* _GIVEN TASK_
Copy out every line of the records below word for word, but omit the pictures.

──────── RECORDED INFORMATION ────────

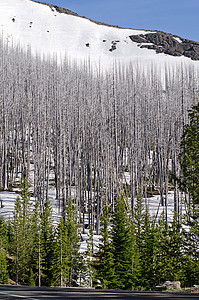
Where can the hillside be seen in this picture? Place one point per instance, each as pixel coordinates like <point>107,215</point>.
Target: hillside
<point>51,30</point>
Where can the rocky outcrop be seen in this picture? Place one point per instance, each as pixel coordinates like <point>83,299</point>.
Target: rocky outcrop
<point>58,8</point>
<point>166,43</point>
<point>70,12</point>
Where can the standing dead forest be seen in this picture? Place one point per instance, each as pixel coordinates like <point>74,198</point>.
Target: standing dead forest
<point>95,136</point>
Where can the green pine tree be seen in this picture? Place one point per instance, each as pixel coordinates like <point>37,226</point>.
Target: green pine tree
<point>189,157</point>
<point>74,257</point>
<point>3,252</point>
<point>60,263</point>
<point>105,257</point>
<point>47,244</point>
<point>122,246</point>
<point>190,266</point>
<point>35,250</point>
<point>167,253</point>
<point>21,242</point>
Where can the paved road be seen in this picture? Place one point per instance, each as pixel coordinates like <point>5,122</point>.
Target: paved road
<point>35,293</point>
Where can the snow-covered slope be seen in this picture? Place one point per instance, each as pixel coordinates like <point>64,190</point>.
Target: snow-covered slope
<point>47,31</point>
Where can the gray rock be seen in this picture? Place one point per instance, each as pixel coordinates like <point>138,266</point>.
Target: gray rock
<point>168,44</point>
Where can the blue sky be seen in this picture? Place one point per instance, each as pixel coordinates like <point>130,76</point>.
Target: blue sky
<point>180,17</point>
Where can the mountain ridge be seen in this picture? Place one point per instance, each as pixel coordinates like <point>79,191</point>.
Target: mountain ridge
<point>49,29</point>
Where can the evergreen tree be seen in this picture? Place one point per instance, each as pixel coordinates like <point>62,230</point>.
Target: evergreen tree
<point>122,246</point>
<point>60,263</point>
<point>3,252</point>
<point>189,157</point>
<point>47,244</point>
<point>105,259</point>
<point>143,247</point>
<point>89,258</point>
<point>73,238</point>
<point>190,266</point>
<point>35,251</point>
<point>147,251</point>
<point>21,235</point>
<point>167,253</point>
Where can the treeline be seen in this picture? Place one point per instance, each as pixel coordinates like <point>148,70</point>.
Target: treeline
<point>90,133</point>
<point>138,253</point>
<point>135,251</point>
<point>35,251</point>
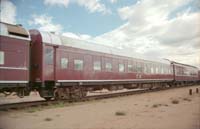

────────

* _RESPONSE TO THE TASK_
Where can the hillside be seen in this picture? Place one point per instance, each as pixel coordinates like <point>107,215</point>.
Target: hillside
<point>51,30</point>
Where can the rocky outcrop be seen in this picture? Place one point per instance, each as pixel coordinates like <point>83,299</point>.
Target: rocky outcrop
<point>58,8</point>
<point>166,43</point>
<point>70,12</point>
Where can the standing dead forest be seen in this picture? Place one point per instance, each as pixel coordinates like <point>74,198</point>.
Target: standing dead forest
<point>95,136</point>
Where can the green pine tree be seen in this picture? Place one point per instance, each as pixel coordinates like <point>37,226</point>.
Target: green pine tree
<point>189,157</point>
<point>74,257</point>
<point>3,252</point>
<point>60,263</point>
<point>105,257</point>
<point>47,244</point>
<point>122,246</point>
<point>190,266</point>
<point>35,250</point>
<point>167,253</point>
<point>21,242</point>
Where can the paved road be seen in this picture? Place one point per instance, each as pixel coordinates like <point>5,122</point>.
Target: paved road
<point>35,293</point>
Where can the snow-covered slope be seen in this picture? Place one point per instance, each as pixel coordinates like <point>64,190</point>.
Target: snow-covered slope
<point>47,31</point>
Where can the gray rock be seen in this picture? Place one point per instance, each as pixel coordinates like <point>138,266</point>.
Target: gray rock
<point>168,44</point>
Where can the blue sky be seen in this picture? Place one point per instance, each as pixel coordinates like <point>130,76</point>.
Target: blue sky
<point>180,17</point>
Where can the mountain ridge be seen in this picture? Place one point per instance, each as pixel coordinates like <point>79,191</point>.
Target: mountain ridge
<point>49,29</point>
Where can the evergreen tree be seen in this picture? Place one point per instance, each as pixel coordinates like <point>62,230</point>.
Target: evergreen tree
<point>122,246</point>
<point>60,263</point>
<point>3,252</point>
<point>189,157</point>
<point>47,244</point>
<point>105,259</point>
<point>143,247</point>
<point>89,258</point>
<point>73,238</point>
<point>190,266</point>
<point>35,251</point>
<point>147,251</point>
<point>21,235</point>
<point>167,253</point>
Where can the treeline be seen in this picture? Place one point per instance, each as pixel coordinates like <point>148,70</point>.
Target: treeline
<point>90,133</point>
<point>138,253</point>
<point>135,251</point>
<point>35,251</point>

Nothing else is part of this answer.